### [Work to complete]
Look through the entries below and extract exactly the lines from the one containing "point: sunlit tree" through the one containing "point: slender tree", ends included.

### [Data]
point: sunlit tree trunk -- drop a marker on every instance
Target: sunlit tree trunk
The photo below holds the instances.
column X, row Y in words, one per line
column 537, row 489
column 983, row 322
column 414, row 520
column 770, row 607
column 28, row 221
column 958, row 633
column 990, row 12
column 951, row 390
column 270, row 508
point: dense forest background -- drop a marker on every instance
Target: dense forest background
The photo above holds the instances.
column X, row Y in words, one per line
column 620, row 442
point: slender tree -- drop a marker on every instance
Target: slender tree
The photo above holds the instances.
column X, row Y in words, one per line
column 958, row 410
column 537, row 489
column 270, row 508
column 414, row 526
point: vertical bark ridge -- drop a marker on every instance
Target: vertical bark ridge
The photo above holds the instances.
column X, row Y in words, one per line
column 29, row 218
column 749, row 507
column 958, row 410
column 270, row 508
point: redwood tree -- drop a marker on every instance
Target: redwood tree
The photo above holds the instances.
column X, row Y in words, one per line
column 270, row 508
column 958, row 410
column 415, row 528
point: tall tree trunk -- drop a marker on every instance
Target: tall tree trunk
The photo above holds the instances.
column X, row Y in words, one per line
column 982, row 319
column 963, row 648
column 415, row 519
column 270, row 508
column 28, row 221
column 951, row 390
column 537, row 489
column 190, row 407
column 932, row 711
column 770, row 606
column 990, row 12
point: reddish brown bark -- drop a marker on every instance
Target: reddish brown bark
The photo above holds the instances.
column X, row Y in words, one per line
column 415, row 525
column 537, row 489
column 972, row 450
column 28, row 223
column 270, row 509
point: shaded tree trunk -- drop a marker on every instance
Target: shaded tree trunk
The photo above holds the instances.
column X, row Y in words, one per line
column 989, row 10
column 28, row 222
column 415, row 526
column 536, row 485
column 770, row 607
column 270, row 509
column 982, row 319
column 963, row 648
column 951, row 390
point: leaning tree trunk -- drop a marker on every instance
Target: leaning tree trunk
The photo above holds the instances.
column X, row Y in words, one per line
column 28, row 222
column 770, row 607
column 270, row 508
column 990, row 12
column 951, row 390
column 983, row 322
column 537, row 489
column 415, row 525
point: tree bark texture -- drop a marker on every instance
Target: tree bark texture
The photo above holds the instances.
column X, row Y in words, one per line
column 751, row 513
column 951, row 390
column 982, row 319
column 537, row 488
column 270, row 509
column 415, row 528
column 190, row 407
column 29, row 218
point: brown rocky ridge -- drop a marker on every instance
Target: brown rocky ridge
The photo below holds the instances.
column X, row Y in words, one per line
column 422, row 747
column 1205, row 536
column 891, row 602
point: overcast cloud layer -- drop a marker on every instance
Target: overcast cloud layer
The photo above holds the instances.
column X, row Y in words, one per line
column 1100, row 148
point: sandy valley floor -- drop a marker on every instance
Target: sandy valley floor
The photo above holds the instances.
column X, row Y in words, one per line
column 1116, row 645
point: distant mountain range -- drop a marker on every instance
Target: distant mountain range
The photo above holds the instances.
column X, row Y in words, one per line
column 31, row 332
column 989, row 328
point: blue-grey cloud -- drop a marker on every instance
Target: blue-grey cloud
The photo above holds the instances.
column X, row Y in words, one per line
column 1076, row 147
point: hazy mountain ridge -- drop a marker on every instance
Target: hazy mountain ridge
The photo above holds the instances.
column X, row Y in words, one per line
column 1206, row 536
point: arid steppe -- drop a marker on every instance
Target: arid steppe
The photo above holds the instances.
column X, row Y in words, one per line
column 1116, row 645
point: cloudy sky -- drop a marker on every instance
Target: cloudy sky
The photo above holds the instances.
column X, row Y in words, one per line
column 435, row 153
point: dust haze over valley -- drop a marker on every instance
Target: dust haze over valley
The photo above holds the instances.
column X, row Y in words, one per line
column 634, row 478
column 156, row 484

* * *

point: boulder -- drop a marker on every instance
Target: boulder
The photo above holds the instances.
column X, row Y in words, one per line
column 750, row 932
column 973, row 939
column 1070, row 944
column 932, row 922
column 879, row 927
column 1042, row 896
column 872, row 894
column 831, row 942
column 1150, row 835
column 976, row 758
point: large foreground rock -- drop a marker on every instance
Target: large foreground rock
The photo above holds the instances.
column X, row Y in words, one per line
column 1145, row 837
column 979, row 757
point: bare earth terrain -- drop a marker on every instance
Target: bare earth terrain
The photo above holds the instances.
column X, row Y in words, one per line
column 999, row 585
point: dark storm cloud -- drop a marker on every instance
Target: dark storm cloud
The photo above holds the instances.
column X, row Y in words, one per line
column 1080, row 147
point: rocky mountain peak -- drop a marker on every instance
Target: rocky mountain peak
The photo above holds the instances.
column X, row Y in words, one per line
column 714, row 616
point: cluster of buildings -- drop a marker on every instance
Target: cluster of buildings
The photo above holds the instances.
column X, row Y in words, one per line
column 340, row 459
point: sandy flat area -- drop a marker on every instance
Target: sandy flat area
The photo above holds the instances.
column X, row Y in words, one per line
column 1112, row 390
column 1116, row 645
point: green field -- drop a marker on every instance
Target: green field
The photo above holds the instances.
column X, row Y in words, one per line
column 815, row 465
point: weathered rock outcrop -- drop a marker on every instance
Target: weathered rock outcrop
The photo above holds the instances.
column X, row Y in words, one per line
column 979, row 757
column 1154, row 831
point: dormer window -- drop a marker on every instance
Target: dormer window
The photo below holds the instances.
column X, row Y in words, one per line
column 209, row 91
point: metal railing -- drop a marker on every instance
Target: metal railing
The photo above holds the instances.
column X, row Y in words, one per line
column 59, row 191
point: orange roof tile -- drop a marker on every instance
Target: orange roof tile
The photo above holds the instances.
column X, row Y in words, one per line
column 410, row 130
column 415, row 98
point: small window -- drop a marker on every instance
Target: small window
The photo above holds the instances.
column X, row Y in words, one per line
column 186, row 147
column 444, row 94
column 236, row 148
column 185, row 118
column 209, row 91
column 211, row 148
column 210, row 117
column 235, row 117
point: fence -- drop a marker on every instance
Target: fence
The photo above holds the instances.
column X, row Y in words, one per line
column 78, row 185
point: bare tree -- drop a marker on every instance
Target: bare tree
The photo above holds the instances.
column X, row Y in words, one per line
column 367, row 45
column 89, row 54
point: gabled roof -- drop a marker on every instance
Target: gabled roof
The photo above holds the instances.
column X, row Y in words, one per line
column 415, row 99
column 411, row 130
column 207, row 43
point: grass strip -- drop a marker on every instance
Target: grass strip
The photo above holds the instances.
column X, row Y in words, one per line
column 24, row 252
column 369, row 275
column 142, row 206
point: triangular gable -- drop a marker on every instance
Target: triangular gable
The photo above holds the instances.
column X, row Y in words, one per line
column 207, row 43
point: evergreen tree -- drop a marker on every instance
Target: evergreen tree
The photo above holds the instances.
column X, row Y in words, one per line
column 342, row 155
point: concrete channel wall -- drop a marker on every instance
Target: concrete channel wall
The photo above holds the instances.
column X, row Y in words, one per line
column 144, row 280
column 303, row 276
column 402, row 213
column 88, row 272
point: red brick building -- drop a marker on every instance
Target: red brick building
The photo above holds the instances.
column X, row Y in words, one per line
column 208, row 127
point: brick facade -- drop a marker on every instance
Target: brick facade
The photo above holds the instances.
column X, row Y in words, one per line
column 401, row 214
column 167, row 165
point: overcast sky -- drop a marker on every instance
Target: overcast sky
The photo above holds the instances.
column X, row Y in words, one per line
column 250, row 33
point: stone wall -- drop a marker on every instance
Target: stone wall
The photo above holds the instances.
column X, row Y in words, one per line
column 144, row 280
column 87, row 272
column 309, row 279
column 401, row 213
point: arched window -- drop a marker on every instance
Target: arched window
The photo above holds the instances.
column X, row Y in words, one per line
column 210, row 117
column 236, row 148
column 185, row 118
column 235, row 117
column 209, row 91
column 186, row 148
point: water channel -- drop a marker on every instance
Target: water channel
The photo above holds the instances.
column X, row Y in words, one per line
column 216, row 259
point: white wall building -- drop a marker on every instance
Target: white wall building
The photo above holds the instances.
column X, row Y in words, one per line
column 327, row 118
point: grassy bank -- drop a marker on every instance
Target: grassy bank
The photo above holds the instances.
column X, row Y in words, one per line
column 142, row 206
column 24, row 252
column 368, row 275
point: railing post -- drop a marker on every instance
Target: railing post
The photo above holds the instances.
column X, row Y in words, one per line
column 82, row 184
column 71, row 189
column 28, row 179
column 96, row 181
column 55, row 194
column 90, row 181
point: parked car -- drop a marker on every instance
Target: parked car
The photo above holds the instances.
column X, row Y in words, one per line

### [Output]
point: sunlit tree trunk -- drop a marker on every instance
Target: sunlit tree trunk
The photo below holds the instances.
column X, row Y in words, one per line
column 537, row 489
column 983, row 322
column 414, row 520
column 770, row 607
column 28, row 221
column 958, row 633
column 990, row 12
column 951, row 390
column 270, row 508
point: dense forest background -- drop a marker on every instance
Target: dense forest background
The photo above holds the instances.
column X, row Y in words, one per line
column 620, row 442
point: slender tree -- drop a marker on every instance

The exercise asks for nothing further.